#### TRECHO DO TEXTO ####

Argentina

UATRE e a alfabetização rural

Com Carolina Llanos

“Não há maior miséria

do que não saber ler nem escrever”

O Programa de Alfabetização Rural (PAR) de UATRE vem dando continuidade ao objetivo traçado pelo Secretário Geral, Gerónimo Venegas: “Trabalhar incessantemente até não haver mais nenhum trabalhador nem trabalhadora rural sem saber ler e escrever”. Em 2002, iniciou-se uma experiência piloto, a partir da qual foram construídos os primeiros cinco Centros do PAR, onde 109 pessoas foram alfabetizadas. Hoje, o Programa conta com 118 centros, levando a crer que, no fim de 2006, mais de 7.000 companheiras e companheiros já terão sido alfabetizados.

####

TAREFA ESCRITA 1 → Reescreva em forma de lista o parágrafo do texto sobre a alfabetização rural que começa com "O Programa de Alfabetização Rural (PAR)", mantendo os fatos principais.

#### REGISTROS FORNECIDOS ####

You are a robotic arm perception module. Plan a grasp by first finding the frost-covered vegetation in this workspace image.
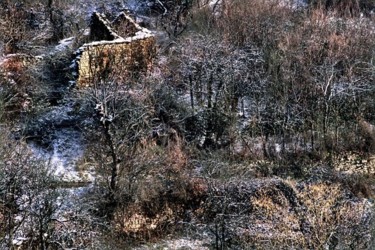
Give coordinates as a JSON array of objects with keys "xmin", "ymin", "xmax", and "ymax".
[{"xmin": 0, "ymin": 0, "xmax": 375, "ymax": 249}]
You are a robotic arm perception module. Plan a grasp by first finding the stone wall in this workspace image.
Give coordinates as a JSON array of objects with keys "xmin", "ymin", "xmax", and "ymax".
[{"xmin": 76, "ymin": 13, "xmax": 155, "ymax": 87}]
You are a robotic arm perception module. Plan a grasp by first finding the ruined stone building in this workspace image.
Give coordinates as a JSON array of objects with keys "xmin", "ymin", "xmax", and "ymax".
[{"xmin": 75, "ymin": 12, "xmax": 155, "ymax": 87}]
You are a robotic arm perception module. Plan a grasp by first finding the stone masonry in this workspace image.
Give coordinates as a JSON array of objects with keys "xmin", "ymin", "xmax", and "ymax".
[{"xmin": 75, "ymin": 12, "xmax": 155, "ymax": 88}]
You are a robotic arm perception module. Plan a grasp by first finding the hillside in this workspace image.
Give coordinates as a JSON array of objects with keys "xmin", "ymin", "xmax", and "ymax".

####

TAREFA ESCRITA 2 → Converta em lista numerada o trecho dos registros que vai da linha que contém "building in this workspace image." até o final dos registros, com ambas as extremidades incluídas e sem as linhas em branco.

RESULTADO FINAL 1 →
- O Programa de Alfabetização Rural (PAR) da UATRE dá continuidade ao objetivo do Secretário Geral, Gerónimo Venegas, de que nenhum trabalhador nem trabalhadora rural fique sem saber ler e escrever.
- Em 2002, uma experiência piloto deu origem aos cinco primeiros Centros do PAR, nos quais 109 pessoas foram alfabetizadas.
- Atualmente, o Programa conta com 118 centros.
- Espera-se que, no fim de 2006, mais de 7.000 companheiras e companheiros já tenham sido alfabetizados.

RESULTADO FINAL 2 →
1. You are a robotic arm perception module. Plan a grasp by first finding the ruined stone building in this workspace image.
2. Give coordinates as a JSON array of objects with keys "xmin", "ymin", "xmax", and "ymax".
3. [{"xmin": 75, "ymin": 12, "xmax": 155, "ymax": 87}]
4. You are a robotic arm perception module. Plan a grasp by first finding the stone masonry in this workspace image.
5. Give coordinates as a JSON array of objects with keys "xmin", "ymin", "xmax", and "ymax".
6. [{"xmin": 75, "ymin": 12, "xmax": 155, "ymax": 88}]
7. You are a robotic arm perception module. Plan a grasp by first finding the hillside in this workspace image.
8. Give coordinates as a JSON array of objects with keys "xmin", "ymin", "xmax", and "ymax".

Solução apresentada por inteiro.